# WORK REQUIRED:
Reproduce everything from "After her father" down to "an emotional toll." in the article on caregiving guilt below, keeping every word and punctuation mark unchanged.

# SELECTED EXTRACT:
Dealing with Guilt

How to handle emotional stress from tough caregiving decisions

Louisa McKellaston’s father was diagnosed with cognitive impairment several years ago, but several life-altering events — his retirement and a couple of moves — had contributed to significant memory decline over the past year. Then McKellaston’s mother died unexpectedly in March.

“We brought my dad to live in our home, mostly because we weren’t sure how he would be able to care for himself, especially with the shock of my mom’s death,” McKellaston says. “That was the week that the state really put us on lockdown [in response to Covid-19], so we didn’t want to have to worry about him forgetting that he couldn’t go out to get groceries.”

After her father was with them for two days, McKellaston and her wife realized her father would need more hands-on care than they could provide, particularly because they’re also parents of a young child. So she and her brother began to search for a community where her father could receive residential memory care.

While McKellaston came to the conclusion rather quickly, it was not without the emotions that typically accompany such big caregiving decisions. “Initially, I felt some guilt about it, because I don’t think my mom would have come to this decision in the near future at all, until there had been some sort of physical event with him,” McKellaston says.

Guilt is particularly common when adult children of aging parents are faced with such decisions. Whether it’s simply taking away the car keys or placing a parent in residential care, such moments carry an emotional toll.

To mitigate that emotional strain and guilt, families should discuss future caregiving needs well before they occur, says Melissa Tucker, director of family services for the Alzheimer’s Association Illinois Chapter.

Too often, families wait for a triggering event, such as a physical injury or major memory loss, before they act. By that time, an older adult may not be able to participate in the decision-making about their care. “We really encourage a lot of our families that we work with to have those really difficult conversations before it gets to a crisis point,” Tucker says.

But even if a parent has previously said they want to stay home, they may eventually need residential care. Going against those stated wishes can weigh heavily on adult children. In those scenarios, Lauren Sherman, Chicago-area director of LivHOME, a senior caregiving and care management agency, advises exploring the cause of the guilt. She suggests asking yourself, “Why is it that I’m feeling guilty? Is it because I’ve failed? Or is it because this was totally against my mother’s wishes?”

Exploring those answers can help adult children move toward considering the benefits of residential care. As they think about wanting the best situation for their parent, they might become more open to other options, without the guilt.

# INFORMATION SUPPLIED:
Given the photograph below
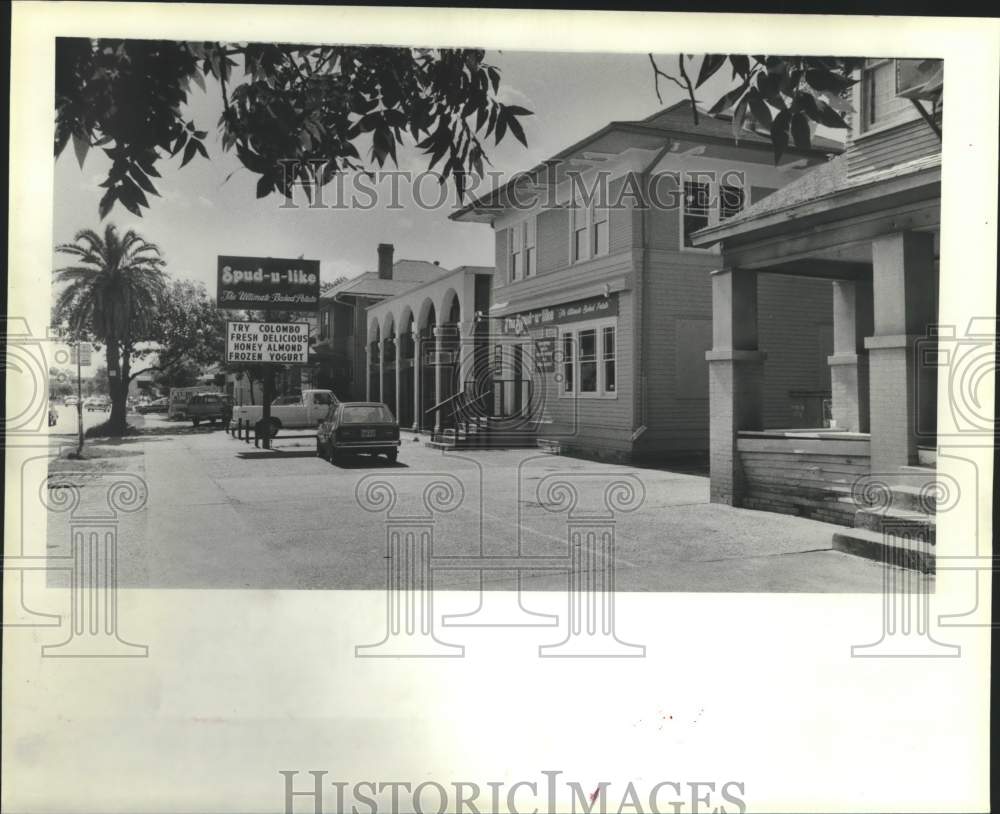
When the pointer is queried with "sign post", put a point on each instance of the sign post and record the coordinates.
(267, 284)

# TASK SOLUTION:
After her father was with them for two days, McKellaston and her wife realized her father would need more hands-on care than they could provide, particularly because they’re also parents of a young child. So she and her brother began to search for a community where her father could receive residential memory care.

While McKellaston came to the conclusion rather quickly, it was not without the emotions that typically accompany such big caregiving decisions. “Initially, I felt some guilt about it, because I don’t think my mom would have come to this decision in the near future at all, until there had been some sort of physical event with him,” McKellaston says.

Guilt is particularly common when adult children of aging parents are faced with such decisions. Whether it’s simply taking away the car keys or placing a parent in residential care, such moments carry an emotional toll.